## Фрагмент документа
Общество
Руслан Горбачев

«Политзаключенных пытались посадить в камеры к «опущенным»

Бывший политзаключенный Андрей Бондаренко, отсидевший два года вот уж действительно «ни за что», рассказал «Салідарнасці», какие новые методы давления стали применять к его товарищам по несчастью.

Справка «Салідарнасці»:

Андрей Бондаренко, член ОГП, в 2008 году баллотировался в депутаты Палаты представителей, пытался оспорить официальные результаты голосования. После этого был обвинен в совершении экономического преступления и в 2009 году приговорен к 6 годам лишения свободы. 22 марта 2011 года суд признал его невиновным, и Андрей Бондаренко был освобожден из-под стражи. Ныне возглавляет информационно-просветительское учреждение «Платформа».

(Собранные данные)
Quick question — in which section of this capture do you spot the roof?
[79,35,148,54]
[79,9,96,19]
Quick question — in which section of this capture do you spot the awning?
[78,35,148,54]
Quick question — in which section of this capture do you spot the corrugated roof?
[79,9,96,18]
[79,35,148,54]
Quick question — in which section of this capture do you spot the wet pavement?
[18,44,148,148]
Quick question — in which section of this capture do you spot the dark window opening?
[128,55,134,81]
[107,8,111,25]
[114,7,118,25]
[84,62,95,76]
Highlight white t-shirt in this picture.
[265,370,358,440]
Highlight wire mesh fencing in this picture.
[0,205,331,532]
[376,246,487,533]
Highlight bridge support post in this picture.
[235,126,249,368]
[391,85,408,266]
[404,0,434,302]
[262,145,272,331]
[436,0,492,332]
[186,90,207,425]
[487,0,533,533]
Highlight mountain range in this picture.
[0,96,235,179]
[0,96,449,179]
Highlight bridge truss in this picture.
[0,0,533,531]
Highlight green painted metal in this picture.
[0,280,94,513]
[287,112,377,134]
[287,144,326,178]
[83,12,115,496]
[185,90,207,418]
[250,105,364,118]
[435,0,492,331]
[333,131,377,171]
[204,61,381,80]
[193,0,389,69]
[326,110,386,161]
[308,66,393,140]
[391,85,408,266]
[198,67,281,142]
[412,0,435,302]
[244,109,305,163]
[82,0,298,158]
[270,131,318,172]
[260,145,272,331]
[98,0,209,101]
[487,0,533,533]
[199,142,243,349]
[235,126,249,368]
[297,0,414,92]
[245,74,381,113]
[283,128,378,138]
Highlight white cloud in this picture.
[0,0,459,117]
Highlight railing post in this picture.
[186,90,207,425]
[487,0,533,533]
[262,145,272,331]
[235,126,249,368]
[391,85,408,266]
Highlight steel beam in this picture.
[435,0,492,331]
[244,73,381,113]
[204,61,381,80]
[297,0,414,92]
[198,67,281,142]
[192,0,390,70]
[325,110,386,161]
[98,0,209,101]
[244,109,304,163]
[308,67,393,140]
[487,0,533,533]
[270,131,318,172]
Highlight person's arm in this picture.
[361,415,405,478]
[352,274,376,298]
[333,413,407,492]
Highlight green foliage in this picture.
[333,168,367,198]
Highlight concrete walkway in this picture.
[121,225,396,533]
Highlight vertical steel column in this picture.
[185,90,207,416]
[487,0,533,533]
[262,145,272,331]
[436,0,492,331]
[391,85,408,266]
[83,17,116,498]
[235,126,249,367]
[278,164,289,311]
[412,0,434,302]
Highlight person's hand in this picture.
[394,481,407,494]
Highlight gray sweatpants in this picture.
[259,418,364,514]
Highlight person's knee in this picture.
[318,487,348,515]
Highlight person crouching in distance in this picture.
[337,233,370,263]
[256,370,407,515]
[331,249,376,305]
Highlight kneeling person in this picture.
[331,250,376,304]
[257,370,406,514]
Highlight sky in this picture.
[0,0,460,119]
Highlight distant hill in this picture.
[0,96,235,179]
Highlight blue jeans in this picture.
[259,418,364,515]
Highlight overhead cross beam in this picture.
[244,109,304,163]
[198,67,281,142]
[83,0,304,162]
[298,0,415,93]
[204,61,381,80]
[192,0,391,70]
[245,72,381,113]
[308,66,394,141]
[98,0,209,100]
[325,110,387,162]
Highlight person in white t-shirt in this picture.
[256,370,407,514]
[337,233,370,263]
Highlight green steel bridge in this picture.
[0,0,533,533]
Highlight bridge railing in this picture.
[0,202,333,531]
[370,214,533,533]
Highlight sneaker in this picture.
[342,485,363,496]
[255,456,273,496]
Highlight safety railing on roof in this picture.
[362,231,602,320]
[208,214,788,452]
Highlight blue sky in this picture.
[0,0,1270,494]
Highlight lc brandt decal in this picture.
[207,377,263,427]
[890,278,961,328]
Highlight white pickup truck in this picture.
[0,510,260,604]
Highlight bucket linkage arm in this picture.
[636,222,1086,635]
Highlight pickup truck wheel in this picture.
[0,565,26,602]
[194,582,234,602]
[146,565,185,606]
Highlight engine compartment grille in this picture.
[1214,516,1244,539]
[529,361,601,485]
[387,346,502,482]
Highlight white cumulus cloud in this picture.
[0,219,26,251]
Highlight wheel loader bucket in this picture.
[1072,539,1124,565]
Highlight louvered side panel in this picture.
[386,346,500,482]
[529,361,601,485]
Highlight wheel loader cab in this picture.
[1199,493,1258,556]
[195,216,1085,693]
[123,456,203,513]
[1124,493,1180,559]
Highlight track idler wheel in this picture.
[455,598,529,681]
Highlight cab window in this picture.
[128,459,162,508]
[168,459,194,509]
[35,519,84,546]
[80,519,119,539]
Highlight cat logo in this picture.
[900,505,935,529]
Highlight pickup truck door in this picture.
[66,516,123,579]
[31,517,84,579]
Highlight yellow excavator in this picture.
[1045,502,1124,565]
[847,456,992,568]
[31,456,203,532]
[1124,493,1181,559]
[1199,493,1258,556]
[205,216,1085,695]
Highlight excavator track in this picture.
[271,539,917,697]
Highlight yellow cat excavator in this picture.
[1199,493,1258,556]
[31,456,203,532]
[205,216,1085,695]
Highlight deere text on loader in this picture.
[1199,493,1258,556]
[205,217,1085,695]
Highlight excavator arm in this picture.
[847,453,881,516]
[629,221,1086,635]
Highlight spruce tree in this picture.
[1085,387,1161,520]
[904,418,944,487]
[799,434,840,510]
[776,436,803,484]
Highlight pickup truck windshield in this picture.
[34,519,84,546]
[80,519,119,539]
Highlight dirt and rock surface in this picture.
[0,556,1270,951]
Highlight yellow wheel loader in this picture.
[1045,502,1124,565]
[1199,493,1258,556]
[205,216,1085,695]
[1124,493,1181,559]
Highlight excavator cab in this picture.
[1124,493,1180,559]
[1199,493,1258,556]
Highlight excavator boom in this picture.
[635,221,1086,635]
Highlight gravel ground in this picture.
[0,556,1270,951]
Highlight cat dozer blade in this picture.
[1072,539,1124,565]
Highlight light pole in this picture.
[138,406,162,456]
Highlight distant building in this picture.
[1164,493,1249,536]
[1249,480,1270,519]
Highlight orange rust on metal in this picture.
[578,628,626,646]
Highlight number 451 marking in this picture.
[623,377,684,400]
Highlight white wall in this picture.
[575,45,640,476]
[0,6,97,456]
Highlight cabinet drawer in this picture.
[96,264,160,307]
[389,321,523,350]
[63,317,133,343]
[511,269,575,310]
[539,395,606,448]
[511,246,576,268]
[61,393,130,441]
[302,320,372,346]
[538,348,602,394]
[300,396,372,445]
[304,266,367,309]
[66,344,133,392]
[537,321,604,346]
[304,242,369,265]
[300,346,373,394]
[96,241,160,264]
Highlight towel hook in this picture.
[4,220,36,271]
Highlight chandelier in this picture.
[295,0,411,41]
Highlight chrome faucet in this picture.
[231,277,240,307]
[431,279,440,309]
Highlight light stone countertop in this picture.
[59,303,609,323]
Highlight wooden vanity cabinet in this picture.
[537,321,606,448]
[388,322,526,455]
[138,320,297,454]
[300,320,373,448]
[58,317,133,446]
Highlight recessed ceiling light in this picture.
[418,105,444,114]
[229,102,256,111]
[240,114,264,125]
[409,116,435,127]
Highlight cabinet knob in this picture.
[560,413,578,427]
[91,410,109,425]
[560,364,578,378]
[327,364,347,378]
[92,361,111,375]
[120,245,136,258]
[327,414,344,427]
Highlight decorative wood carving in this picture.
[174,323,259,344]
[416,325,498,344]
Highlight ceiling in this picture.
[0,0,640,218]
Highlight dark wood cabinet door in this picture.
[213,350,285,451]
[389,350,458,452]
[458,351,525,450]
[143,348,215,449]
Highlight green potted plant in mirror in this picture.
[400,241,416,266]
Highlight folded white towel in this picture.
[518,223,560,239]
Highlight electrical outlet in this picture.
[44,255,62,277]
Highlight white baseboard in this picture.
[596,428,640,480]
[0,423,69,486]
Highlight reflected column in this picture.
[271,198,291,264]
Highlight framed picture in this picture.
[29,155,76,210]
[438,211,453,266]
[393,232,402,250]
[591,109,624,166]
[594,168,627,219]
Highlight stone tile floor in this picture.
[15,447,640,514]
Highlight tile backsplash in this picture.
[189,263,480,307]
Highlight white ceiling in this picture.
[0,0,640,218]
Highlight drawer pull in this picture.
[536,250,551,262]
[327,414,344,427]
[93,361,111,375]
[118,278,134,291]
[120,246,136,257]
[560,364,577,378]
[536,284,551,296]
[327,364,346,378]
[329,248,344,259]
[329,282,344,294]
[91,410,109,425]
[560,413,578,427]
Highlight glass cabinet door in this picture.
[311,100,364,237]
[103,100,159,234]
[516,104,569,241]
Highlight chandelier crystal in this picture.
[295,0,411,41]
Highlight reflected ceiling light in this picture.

## Описание задания
Продолжите, пожалуйста, статью о бывшем политзаключенном Андрее Бондаренко, начав сразу после ее последнего предложения.

## Результат задания
– Андрей, вы только в марте этого года освободились. Здесь, на свободе, мы все что-то знаем о жизни в тюрьме по фильмам и книгам. Но, попав за решетку, вы наверняка сделали для себя какие-то открытия.

– Безусловно. Когда ты попадаешь в белорусскую тюрьму, то сразу понимаешь, какая это жуть. Тебя перевозят в автозаке, наполненном до отказа грязными, избитыми людьми, и ты не можешь даже пошевелиться. А когда попадаешь в камеру, то испытываешь стресс, шок, страх.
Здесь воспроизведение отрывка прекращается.